■ Data section
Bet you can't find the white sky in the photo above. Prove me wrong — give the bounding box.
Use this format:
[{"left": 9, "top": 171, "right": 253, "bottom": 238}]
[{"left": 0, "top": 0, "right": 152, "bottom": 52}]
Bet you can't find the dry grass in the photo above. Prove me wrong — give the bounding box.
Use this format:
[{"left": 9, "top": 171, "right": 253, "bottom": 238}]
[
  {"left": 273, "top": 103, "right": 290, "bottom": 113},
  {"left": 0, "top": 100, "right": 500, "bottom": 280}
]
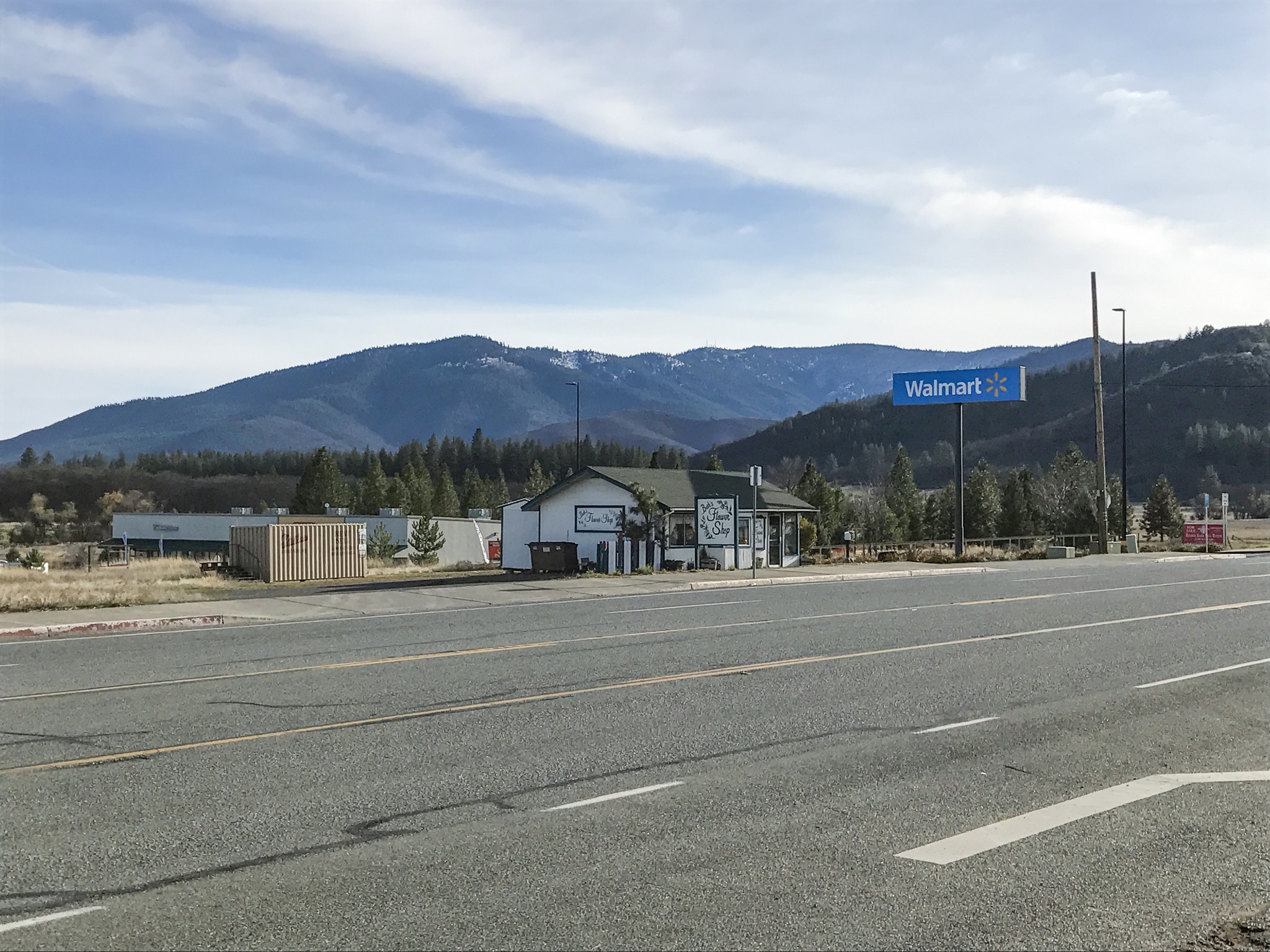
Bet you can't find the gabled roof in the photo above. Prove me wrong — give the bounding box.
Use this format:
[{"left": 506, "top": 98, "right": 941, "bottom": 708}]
[{"left": 521, "top": 466, "right": 815, "bottom": 511}]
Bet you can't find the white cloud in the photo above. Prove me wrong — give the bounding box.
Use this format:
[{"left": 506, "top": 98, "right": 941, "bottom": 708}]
[{"left": 0, "top": 14, "right": 625, "bottom": 213}]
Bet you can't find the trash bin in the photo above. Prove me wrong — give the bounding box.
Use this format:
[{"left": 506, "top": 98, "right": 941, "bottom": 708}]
[{"left": 530, "top": 542, "right": 578, "bottom": 574}]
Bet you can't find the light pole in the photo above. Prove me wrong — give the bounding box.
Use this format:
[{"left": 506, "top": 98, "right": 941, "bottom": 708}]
[
  {"left": 1111, "top": 307, "right": 1129, "bottom": 539},
  {"left": 567, "top": 379, "right": 582, "bottom": 474}
]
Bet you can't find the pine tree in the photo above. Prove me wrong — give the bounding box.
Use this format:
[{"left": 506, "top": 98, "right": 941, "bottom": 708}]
[
  {"left": 997, "top": 466, "right": 1041, "bottom": 536},
  {"left": 432, "top": 470, "right": 461, "bottom": 517},
  {"left": 291, "top": 447, "right": 352, "bottom": 514},
  {"left": 486, "top": 470, "right": 512, "bottom": 519},
  {"left": 962, "top": 459, "right": 1001, "bottom": 538},
  {"left": 1142, "top": 475, "right": 1183, "bottom": 539},
  {"left": 882, "top": 447, "right": 926, "bottom": 542},
  {"left": 922, "top": 481, "right": 956, "bottom": 539},
  {"left": 458, "top": 467, "right": 489, "bottom": 515},
  {"left": 402, "top": 465, "right": 432, "bottom": 518},
  {"left": 411, "top": 518, "right": 453, "bottom": 565},
  {"left": 366, "top": 523, "right": 397, "bottom": 558},
  {"left": 525, "top": 458, "right": 551, "bottom": 496},
  {"left": 357, "top": 449, "right": 389, "bottom": 515},
  {"left": 383, "top": 476, "right": 411, "bottom": 511}
]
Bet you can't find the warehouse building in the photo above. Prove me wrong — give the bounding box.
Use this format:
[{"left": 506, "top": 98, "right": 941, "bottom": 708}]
[
  {"left": 103, "top": 508, "right": 500, "bottom": 565},
  {"left": 502, "top": 466, "right": 815, "bottom": 573}
]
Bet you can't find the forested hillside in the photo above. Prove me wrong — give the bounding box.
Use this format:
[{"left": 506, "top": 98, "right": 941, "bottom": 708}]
[{"left": 717, "top": 322, "right": 1270, "bottom": 499}]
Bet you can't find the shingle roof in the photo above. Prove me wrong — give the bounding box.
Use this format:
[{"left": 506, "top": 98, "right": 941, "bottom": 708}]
[{"left": 525, "top": 466, "right": 815, "bottom": 511}]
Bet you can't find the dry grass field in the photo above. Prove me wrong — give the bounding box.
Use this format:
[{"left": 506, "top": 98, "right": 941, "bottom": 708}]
[
  {"left": 0, "top": 558, "right": 242, "bottom": 612},
  {"left": 0, "top": 544, "right": 497, "bottom": 612}
]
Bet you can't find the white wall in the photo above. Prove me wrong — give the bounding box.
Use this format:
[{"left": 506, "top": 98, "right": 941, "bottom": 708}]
[
  {"left": 433, "top": 515, "right": 503, "bottom": 565},
  {"left": 110, "top": 513, "right": 278, "bottom": 544},
  {"left": 536, "top": 478, "right": 635, "bottom": 571},
  {"left": 503, "top": 499, "right": 538, "bottom": 570}
]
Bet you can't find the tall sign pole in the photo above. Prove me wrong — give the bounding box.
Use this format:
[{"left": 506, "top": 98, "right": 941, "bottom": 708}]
[
  {"left": 1090, "top": 271, "right": 1110, "bottom": 553},
  {"left": 890, "top": 367, "right": 1026, "bottom": 555},
  {"left": 749, "top": 466, "right": 763, "bottom": 579},
  {"left": 952, "top": 403, "right": 965, "bottom": 555}
]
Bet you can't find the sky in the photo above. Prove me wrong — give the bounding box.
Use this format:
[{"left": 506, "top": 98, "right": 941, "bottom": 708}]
[{"left": 0, "top": 0, "right": 1270, "bottom": 438}]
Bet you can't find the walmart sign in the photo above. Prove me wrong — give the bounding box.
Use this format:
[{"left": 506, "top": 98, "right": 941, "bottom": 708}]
[{"left": 892, "top": 367, "right": 1028, "bottom": 406}]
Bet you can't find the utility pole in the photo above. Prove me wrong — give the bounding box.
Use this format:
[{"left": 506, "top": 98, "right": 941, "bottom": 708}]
[
  {"left": 1090, "top": 271, "right": 1110, "bottom": 553},
  {"left": 952, "top": 403, "right": 965, "bottom": 555},
  {"left": 1111, "top": 307, "right": 1129, "bottom": 538},
  {"left": 567, "top": 381, "right": 582, "bottom": 474}
]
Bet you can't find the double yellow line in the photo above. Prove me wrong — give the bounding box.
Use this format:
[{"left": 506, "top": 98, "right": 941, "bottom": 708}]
[{"left": 0, "top": 599, "right": 1270, "bottom": 775}]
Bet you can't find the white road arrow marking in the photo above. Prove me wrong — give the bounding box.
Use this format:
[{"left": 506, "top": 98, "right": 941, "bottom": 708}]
[{"left": 895, "top": 770, "right": 1270, "bottom": 866}]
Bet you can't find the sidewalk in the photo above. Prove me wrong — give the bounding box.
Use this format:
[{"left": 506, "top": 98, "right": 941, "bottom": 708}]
[{"left": 0, "top": 562, "right": 1000, "bottom": 637}]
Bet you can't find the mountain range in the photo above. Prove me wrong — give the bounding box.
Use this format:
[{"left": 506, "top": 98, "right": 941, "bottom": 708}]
[
  {"left": 697, "top": 321, "right": 1270, "bottom": 499},
  {"left": 0, "top": 337, "right": 1090, "bottom": 465}
]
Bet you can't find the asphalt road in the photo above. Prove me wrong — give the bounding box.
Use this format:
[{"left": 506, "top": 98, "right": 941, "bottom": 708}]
[{"left": 0, "top": 557, "right": 1270, "bottom": 948}]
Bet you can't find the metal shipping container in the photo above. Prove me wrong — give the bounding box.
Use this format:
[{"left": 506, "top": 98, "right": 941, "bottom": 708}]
[{"left": 230, "top": 523, "right": 366, "bottom": 581}]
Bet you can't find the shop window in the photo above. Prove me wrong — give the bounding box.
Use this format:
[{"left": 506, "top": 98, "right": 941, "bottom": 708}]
[{"left": 669, "top": 513, "right": 697, "bottom": 546}]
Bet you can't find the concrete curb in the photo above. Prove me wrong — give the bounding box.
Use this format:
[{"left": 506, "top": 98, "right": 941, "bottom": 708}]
[
  {"left": 0, "top": 614, "right": 226, "bottom": 638},
  {"left": 1156, "top": 552, "right": 1247, "bottom": 562},
  {"left": 688, "top": 565, "right": 1003, "bottom": 591}
]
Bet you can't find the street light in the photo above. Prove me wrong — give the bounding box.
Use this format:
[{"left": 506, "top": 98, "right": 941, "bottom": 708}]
[
  {"left": 566, "top": 379, "right": 582, "bottom": 472},
  {"left": 1111, "top": 307, "right": 1129, "bottom": 538}
]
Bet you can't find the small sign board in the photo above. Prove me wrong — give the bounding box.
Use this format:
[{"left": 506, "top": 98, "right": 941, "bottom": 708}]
[
  {"left": 1183, "top": 522, "right": 1225, "bottom": 546},
  {"left": 573, "top": 505, "right": 626, "bottom": 532},
  {"left": 892, "top": 367, "right": 1028, "bottom": 406},
  {"left": 696, "top": 496, "right": 737, "bottom": 546}
]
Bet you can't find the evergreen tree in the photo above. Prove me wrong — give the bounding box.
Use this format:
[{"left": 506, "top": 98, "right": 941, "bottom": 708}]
[
  {"left": 291, "top": 447, "right": 352, "bottom": 515},
  {"left": 383, "top": 476, "right": 411, "bottom": 511},
  {"left": 525, "top": 458, "right": 553, "bottom": 496},
  {"left": 458, "top": 467, "right": 489, "bottom": 515},
  {"left": 997, "top": 466, "right": 1041, "bottom": 536},
  {"left": 882, "top": 447, "right": 926, "bottom": 542},
  {"left": 1037, "top": 443, "right": 1099, "bottom": 536},
  {"left": 794, "top": 459, "right": 855, "bottom": 546},
  {"left": 432, "top": 470, "right": 461, "bottom": 515},
  {"left": 859, "top": 491, "right": 903, "bottom": 545},
  {"left": 1108, "top": 476, "right": 1134, "bottom": 536},
  {"left": 366, "top": 523, "right": 397, "bottom": 558},
  {"left": 1142, "top": 476, "right": 1183, "bottom": 539},
  {"left": 922, "top": 481, "right": 956, "bottom": 539},
  {"left": 411, "top": 518, "right": 453, "bottom": 565},
  {"left": 402, "top": 464, "right": 432, "bottom": 519},
  {"left": 962, "top": 459, "right": 1001, "bottom": 538},
  {"left": 357, "top": 449, "right": 389, "bottom": 515},
  {"left": 487, "top": 470, "right": 512, "bottom": 518}
]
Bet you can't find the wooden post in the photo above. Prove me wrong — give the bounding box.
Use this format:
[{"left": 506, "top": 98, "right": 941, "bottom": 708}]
[{"left": 1090, "top": 271, "right": 1110, "bottom": 552}]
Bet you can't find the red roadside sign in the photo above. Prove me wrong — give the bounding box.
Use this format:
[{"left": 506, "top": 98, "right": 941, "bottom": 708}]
[{"left": 1183, "top": 522, "right": 1225, "bottom": 546}]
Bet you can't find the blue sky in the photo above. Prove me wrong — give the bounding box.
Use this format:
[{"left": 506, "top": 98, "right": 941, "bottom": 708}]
[{"left": 0, "top": 0, "right": 1270, "bottom": 437}]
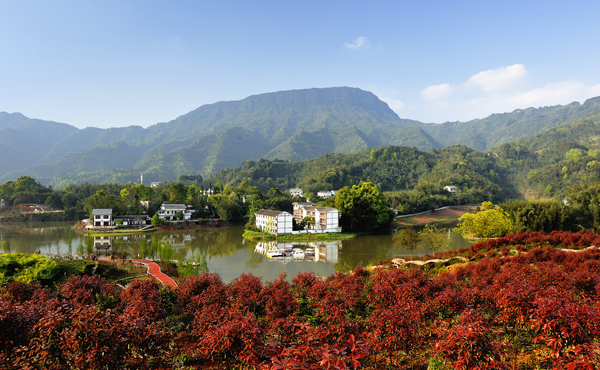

■ Problem details
Which lines in the records above contain the word "white"? Locate each one and copy it in full.

■ Final answer
Bet you can't find the white sky in the photo above. Prove me wrong — give the bounding box.
Bet you can't find the white cloud in the photo above. Prove me wrong — give the bounding box.
Bet you can't find the white wall in the photo above. Prove me wrong — give the bounding box.
Bet you can't find the white road arrow marking in the photo above. Prove me wrong — give the bounding box.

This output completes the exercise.